[Problem description] Quote every row below verbatim, from the first line through the last.

╭─ Data to process

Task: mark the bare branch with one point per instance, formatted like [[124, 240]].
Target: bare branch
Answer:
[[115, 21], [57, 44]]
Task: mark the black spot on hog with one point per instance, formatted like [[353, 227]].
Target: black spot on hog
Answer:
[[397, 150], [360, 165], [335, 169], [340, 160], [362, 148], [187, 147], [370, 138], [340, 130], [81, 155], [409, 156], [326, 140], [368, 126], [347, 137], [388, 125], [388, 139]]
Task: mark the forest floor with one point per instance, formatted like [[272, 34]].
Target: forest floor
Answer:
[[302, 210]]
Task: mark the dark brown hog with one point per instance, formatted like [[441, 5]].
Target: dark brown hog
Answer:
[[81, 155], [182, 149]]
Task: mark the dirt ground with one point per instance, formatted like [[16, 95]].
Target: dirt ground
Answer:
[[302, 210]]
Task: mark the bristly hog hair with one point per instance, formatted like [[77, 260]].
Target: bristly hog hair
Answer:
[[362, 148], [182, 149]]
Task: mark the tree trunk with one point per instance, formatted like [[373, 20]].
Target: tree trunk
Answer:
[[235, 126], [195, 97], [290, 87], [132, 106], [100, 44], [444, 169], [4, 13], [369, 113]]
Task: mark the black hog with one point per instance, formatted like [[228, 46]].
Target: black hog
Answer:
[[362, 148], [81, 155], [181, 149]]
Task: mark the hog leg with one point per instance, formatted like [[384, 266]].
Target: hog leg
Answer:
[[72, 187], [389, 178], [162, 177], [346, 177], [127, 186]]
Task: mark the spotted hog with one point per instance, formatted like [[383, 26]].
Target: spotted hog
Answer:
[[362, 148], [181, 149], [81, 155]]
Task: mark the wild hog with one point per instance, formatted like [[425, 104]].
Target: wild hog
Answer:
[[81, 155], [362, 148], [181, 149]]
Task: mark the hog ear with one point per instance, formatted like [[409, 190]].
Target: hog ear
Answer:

╰─

[Answer to the problem]
Task: mark the bare branch with one point per instance, formatted like [[124, 240]].
Target: bare branch
Answer:
[[115, 21], [57, 44]]
Task: mark the black spot on hog with one point per instance, formatted like [[353, 227]].
Target: black spot on hog
Answer:
[[397, 150], [360, 165], [335, 169], [340, 160], [362, 148], [187, 147], [370, 138], [340, 130], [81, 155], [409, 156], [326, 140], [368, 126], [347, 137], [388, 125], [388, 139]]
Task: mark the forest floor with one point per instance, formatted like [[272, 34]].
Target: forest floor
Answer:
[[302, 210]]
Task: mark the dark brown hog with one point per instance, formatted like [[441, 5]].
Target: dark brown hog
Answer:
[[81, 155], [182, 149]]
Task: mark the dirt ground with one point per instance, formatted like [[16, 95]].
Target: dirt ground
Answer:
[[302, 210]]
Task: mark the bristly hog hair with one point per instance, formatted like [[77, 260]].
Target: bristly hog hair
Answer:
[[362, 148], [182, 149]]
Task: mark the tree trunk with one point per instance, formatted like [[373, 20]].
Target: tree trunk
Answer:
[[235, 126], [195, 97], [290, 87], [132, 106], [100, 44], [444, 169], [4, 13], [369, 113]]
Task: mark the black hog with one point per instance, formatted like [[228, 46]].
Target: black hog
Answer:
[[362, 148], [81, 155], [181, 149]]
Task: mark the hog leg with one point per instance, formatted like [[384, 266]].
Target: hog leg
Answer:
[[72, 187], [389, 178], [162, 177], [346, 177], [127, 186]]
Task: mark the spotted hog with one point per instance, formatted like [[383, 26]].
Target: spotted hog
Answer:
[[362, 148], [181, 149], [81, 155]]
Task: mark the wild hog with one point per instance, formatted like [[425, 104]].
Target: wild hog
Answer:
[[81, 155], [362, 148], [181, 149]]
Task: mark the hog ear with one point per instance, formatted like [[409, 190]].
Target: hog ear
Answer:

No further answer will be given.